▸ Page
# Who is responsible for cost of fixing leaking tub in a condo?



## explorer416

Hello,

So I have an investment property, a 1 bedroom unit in a 5 year old 30 floor condo in Toronto.

The unit is rented out to a couple; their lease ends the end of August. I have a new couple ready to move in September 1st.

Two weekends ago, my current tenant called me to tell me that the person in the unit immediately below his came upstairs to complain to him that water was leaking into their unit. I inspected his bathroom and found that yes, there was a crack in the bathtub.

We notified property management and they had the superintendent examine the tub; they confirmed that yes, the tub has a crack/hole in it, and it needs to be replaced.

Property management recommended I go with their preferred contractor to do the repair work as they need to confirm that there is no mold, etc. underneath the tub when the old one is taken out.

Early in this process, property management informed me that the charge to fix water damage, etc. in other units, will be charged back to me. Apparently water damage was found in units in three floors below mine.

I called my insurance company and made a claim. The insurance adjustor called me back and said that a situation like this is typically covered in the condo's standard unit by-laws, and that the condo should be responsible for paying for this. The adjustor said that all bathroom equipment were provided by the condo and the cost to fix a problem like this should be made by the condo corporation.

▸ Dataset content
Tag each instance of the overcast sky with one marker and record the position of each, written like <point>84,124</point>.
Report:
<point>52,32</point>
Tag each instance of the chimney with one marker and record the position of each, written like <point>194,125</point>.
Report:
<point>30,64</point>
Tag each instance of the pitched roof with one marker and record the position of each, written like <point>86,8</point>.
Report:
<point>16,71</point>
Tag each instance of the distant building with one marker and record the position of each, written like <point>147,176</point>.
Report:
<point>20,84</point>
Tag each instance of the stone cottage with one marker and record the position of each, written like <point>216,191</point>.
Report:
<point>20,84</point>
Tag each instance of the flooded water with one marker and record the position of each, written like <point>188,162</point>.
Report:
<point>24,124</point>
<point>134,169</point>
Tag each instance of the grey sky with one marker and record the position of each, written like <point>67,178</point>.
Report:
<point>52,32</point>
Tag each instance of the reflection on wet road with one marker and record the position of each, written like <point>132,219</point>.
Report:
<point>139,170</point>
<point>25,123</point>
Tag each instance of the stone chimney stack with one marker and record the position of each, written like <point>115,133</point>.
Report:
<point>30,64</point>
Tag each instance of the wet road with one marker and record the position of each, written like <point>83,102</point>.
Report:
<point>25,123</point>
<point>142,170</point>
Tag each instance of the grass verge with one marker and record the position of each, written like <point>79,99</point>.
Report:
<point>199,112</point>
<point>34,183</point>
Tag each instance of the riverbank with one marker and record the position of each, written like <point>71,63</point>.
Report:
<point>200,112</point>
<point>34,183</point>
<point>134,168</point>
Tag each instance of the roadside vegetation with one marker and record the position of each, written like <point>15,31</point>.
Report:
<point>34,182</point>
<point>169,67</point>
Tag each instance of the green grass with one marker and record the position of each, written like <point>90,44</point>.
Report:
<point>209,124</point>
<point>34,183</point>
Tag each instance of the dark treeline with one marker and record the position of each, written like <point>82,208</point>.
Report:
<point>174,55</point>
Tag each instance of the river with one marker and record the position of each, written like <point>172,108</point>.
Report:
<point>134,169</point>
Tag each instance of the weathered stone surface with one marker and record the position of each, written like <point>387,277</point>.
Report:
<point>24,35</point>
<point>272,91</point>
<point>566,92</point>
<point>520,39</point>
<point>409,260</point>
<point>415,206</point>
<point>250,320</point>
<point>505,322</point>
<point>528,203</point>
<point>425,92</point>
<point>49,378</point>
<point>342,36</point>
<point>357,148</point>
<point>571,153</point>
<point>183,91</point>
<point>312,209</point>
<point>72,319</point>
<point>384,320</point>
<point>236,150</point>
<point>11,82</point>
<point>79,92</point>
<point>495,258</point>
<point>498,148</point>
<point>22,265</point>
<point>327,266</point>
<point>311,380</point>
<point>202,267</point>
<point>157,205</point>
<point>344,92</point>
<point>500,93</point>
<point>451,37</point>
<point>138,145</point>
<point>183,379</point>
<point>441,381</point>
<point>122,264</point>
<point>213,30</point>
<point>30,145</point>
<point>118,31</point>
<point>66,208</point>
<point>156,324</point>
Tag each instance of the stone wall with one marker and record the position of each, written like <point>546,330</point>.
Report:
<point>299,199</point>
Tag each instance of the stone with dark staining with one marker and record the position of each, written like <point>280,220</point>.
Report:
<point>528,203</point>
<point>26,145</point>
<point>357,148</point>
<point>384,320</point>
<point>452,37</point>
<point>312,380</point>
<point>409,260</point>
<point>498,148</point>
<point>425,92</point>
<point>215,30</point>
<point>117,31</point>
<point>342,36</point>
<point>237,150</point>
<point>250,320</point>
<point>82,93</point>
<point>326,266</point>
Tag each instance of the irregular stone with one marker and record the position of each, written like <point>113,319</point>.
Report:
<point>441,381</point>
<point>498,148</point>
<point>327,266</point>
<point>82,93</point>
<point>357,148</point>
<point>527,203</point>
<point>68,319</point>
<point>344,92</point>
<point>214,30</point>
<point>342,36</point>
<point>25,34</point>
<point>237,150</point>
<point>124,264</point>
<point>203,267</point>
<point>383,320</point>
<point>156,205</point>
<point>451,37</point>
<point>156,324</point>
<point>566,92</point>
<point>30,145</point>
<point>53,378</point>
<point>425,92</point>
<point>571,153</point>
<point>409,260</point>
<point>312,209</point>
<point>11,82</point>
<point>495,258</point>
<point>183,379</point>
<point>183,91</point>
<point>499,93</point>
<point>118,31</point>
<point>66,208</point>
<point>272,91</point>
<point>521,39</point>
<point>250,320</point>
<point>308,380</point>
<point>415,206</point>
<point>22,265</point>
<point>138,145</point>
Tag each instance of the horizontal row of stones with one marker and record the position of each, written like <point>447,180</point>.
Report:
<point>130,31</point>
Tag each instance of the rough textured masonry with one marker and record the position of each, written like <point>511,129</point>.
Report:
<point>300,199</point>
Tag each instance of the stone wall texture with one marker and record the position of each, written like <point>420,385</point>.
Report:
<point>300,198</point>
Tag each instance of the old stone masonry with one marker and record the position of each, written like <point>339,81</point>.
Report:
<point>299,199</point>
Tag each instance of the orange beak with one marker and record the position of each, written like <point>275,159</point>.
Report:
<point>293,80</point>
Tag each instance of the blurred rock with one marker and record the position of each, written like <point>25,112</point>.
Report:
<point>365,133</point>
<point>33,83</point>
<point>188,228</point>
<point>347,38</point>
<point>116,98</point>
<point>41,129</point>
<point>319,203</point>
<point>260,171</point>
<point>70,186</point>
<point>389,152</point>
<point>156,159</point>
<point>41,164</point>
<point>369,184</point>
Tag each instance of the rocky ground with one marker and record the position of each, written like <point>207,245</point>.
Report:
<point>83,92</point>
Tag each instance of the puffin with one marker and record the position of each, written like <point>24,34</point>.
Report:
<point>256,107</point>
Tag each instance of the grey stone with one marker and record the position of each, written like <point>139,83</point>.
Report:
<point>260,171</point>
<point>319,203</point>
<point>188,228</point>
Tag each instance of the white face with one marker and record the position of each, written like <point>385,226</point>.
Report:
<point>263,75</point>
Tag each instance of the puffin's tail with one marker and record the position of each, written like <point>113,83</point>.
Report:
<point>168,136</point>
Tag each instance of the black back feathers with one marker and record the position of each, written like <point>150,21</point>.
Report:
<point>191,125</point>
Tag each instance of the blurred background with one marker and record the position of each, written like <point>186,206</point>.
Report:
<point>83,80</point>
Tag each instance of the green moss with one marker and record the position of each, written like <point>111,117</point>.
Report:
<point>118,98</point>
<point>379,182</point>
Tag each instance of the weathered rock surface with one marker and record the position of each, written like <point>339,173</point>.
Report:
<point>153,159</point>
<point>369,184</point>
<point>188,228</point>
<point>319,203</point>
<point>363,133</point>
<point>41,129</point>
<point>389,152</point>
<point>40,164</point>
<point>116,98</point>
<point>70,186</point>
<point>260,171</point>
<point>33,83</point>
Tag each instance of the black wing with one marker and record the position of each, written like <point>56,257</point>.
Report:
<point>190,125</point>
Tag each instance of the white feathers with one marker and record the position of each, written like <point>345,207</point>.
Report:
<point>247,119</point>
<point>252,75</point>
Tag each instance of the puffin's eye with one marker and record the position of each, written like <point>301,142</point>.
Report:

▸ What is needed
Continue the forum post about the leaking condo bathtub, picking up directly after its final sentence.

▸ Response for this exercise
So I have the property management office telling me I have to pay, and my insurance company telling me that the condo corp. has to pay.

Right now, I've authorized the property management office to proceed with the contractor to fix the tub as I want the tub fixed ASAP. My current tenants are greatly inconvenienced by the situation and it looks like my future tenants will be as well. 

The estimate provided by the contractor is something like $2500!

Concierge at the building at one point suggested that I go after my current tenants for a portion of this cost. I personally don't like the idea of doing this as I don't think they did something to explicitly cause this. How does one break a 5 year old tub? I don't think dropping a bottle of shampoo or something similar could, would, or should break a tub. I honestly think it was a bad tub.

Does anyone here have experience with anything like this? Are you familiar with condo rules and by-laws (I am reading up on these in parallel with my posting here)? Should my insurance pay for this (what does insurance pay for if not for something like this?)? Should the condo corporation? Or is this going to come out of my pocket?!

Any advice would be appreciated. Thanks in advance.


----------



## Cal

I don't think you should go after the tenant. Unless you feel or can prove that they did something to damage it.

I would get the condo board and the insurance company on the phone with each other. It might help.


----------



## Berubeland

Usually everything inside the 4 walls of the condo is yours. 

For instance the dishwasher is yours even though it was originally given to you by the condo corporation. 

In this case the tub is yours. 

The Condo corporation will generally fix any damages caused by water from the outside of the building, or water coming from any equipment that belongs to them within the walls such as the air conditioning unit. 

The idea that there would be mold between the floors is kind of laughable. There may be some mold on the drywall but the rest of the floor is solid concrete. 

$2500 is not an outrageous amount for this kind of tub replacement. The tub is relatively cheap but removing the tub destroys the tub surround, which must then be replaced. It is a big job. It's not an awesome price but it's not crazy either. If they are just charging that to remove and replace the tub and not repair the tile then that is expensive.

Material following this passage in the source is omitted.